» **YOUR GOAL**:
From the listing below, collect every line that contains the string "positive", treating uppercase and lowercase as different.

» **MATERIAL FOR THE TASK**:

::::::::

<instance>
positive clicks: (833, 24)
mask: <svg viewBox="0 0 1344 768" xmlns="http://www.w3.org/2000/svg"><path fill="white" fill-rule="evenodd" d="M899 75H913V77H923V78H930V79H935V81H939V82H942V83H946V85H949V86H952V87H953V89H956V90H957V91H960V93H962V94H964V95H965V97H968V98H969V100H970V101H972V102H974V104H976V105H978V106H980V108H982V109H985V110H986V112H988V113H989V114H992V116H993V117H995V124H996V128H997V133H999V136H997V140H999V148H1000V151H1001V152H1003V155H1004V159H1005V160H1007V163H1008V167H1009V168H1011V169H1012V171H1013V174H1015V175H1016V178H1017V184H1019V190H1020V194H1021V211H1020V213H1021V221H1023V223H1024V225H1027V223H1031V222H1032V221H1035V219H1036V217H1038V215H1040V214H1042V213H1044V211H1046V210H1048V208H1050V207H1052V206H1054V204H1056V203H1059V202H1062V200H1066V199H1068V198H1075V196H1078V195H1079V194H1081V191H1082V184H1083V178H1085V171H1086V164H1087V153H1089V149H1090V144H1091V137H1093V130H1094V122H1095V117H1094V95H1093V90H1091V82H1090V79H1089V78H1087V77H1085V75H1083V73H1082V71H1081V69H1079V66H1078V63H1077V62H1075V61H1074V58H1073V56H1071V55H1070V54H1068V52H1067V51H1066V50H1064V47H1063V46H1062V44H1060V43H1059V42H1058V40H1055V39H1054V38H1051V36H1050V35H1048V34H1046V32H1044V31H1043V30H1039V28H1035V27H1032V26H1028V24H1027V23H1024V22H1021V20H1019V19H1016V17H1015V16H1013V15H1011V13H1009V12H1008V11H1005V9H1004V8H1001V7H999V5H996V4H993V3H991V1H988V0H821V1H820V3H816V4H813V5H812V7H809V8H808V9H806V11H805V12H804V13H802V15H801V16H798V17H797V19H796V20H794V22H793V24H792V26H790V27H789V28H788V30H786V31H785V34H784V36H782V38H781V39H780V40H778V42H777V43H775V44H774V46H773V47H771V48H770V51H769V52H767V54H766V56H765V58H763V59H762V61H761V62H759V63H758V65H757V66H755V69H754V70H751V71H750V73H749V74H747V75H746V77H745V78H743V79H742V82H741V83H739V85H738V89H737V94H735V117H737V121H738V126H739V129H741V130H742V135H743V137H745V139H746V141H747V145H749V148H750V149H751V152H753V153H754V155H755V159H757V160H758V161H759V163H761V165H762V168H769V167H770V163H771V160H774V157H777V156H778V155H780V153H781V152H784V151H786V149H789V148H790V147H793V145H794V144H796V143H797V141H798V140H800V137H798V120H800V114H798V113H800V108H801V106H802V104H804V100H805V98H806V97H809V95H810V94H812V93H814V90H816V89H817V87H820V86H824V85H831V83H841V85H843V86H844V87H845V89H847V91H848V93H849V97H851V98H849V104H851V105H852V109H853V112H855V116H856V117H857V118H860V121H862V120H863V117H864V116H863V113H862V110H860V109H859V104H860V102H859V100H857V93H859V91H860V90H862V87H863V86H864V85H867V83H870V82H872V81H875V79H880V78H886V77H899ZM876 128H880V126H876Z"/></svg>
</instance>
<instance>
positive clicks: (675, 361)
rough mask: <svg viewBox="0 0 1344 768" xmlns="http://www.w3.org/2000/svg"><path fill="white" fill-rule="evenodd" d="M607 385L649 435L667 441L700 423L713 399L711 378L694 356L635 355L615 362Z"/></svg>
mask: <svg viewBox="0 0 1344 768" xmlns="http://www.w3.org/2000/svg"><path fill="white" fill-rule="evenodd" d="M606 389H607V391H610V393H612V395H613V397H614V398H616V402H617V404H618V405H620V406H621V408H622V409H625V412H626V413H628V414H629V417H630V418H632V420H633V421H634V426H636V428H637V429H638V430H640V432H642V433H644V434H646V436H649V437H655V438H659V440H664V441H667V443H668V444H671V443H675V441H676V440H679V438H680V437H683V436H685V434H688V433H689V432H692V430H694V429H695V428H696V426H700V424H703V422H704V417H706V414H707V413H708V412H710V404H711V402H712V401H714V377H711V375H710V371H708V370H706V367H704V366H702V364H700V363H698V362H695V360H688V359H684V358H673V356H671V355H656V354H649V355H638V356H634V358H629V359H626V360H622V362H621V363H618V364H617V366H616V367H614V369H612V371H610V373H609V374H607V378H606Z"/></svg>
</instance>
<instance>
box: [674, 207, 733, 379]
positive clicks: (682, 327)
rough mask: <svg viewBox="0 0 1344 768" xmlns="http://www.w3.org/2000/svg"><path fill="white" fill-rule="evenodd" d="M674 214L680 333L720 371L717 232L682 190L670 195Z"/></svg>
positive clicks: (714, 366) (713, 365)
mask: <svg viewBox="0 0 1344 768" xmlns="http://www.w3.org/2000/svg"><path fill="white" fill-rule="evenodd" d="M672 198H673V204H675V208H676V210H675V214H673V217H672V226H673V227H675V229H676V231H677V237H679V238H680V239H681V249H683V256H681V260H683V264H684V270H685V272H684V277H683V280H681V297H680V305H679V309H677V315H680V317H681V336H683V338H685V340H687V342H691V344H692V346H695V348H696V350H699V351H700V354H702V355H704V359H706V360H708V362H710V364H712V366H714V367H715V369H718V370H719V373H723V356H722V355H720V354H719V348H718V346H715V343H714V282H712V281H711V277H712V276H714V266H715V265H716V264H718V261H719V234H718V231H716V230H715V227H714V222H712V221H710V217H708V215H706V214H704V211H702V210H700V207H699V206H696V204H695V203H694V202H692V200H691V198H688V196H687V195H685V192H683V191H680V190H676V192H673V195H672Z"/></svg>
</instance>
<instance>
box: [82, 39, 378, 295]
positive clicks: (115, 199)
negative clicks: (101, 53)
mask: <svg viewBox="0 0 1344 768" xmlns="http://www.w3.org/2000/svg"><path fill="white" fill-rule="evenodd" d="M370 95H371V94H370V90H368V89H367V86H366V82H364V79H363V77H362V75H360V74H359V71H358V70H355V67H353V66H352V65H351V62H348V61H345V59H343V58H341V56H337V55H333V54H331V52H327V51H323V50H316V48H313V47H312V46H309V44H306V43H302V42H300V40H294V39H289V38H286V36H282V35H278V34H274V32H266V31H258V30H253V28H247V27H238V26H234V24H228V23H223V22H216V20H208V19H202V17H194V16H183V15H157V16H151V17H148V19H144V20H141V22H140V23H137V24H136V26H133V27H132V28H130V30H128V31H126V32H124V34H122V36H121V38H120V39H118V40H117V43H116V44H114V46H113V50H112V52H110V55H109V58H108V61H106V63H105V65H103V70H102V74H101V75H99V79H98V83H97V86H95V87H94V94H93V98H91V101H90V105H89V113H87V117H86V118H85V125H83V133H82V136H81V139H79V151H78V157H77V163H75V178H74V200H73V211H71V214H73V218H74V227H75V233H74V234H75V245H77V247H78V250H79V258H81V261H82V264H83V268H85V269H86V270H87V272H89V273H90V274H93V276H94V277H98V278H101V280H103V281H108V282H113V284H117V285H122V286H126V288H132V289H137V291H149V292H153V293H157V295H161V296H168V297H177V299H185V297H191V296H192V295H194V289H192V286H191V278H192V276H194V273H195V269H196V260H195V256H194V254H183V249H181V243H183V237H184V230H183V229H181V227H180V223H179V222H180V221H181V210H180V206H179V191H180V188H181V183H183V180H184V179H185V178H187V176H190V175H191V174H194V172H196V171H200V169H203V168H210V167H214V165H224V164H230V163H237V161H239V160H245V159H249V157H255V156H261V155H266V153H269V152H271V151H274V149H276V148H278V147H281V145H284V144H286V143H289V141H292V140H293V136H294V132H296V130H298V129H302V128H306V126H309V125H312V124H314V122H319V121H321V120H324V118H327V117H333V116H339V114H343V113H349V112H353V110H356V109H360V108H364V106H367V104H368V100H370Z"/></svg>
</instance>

::::::::

» **ANSWER SECTION**:
positive clicks: (833, 24)
positive clicks: (675, 361)
positive clicks: (682, 327)
positive clicks: (714, 366) (713, 365)
positive clicks: (115, 199)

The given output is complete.